[Saved entries]

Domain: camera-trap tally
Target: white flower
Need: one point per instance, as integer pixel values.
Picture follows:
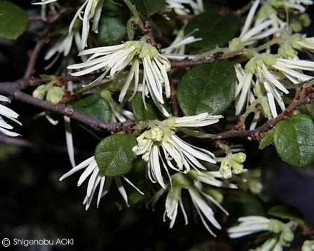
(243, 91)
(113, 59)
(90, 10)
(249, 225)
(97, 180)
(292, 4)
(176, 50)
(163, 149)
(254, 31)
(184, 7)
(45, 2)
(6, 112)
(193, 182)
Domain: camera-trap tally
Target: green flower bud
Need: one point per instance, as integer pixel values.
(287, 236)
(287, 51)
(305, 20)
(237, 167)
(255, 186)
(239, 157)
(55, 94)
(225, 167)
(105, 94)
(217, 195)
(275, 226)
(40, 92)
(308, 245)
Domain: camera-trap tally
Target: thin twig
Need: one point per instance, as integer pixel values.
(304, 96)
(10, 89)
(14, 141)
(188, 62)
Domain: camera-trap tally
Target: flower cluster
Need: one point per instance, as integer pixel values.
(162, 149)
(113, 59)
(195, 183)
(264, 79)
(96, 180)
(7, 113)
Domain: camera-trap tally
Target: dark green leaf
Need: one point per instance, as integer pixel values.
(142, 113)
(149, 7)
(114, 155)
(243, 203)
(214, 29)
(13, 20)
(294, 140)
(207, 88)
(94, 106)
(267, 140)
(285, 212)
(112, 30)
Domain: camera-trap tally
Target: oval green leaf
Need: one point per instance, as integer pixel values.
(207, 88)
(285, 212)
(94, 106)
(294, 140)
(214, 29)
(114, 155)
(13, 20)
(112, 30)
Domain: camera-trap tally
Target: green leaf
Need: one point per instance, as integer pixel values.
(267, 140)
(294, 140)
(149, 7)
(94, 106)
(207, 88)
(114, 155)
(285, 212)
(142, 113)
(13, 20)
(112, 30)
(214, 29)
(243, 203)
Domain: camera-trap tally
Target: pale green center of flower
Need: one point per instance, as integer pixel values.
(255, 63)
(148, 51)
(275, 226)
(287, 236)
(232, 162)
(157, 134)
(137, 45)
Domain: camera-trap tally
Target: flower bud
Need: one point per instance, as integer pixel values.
==
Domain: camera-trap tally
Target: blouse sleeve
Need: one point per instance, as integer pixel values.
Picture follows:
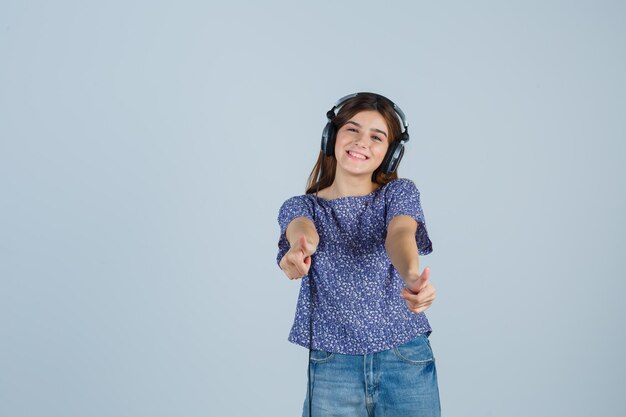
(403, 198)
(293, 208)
--
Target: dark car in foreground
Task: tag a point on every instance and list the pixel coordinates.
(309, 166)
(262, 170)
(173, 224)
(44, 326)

WHAT IS REQUIRED:
Search the data for the string "leaf". List each line that has it.

SOLUTION FOR THIS PROBLEM:
Target: dark green leaf
Target: oval green leaf
Target: green leaf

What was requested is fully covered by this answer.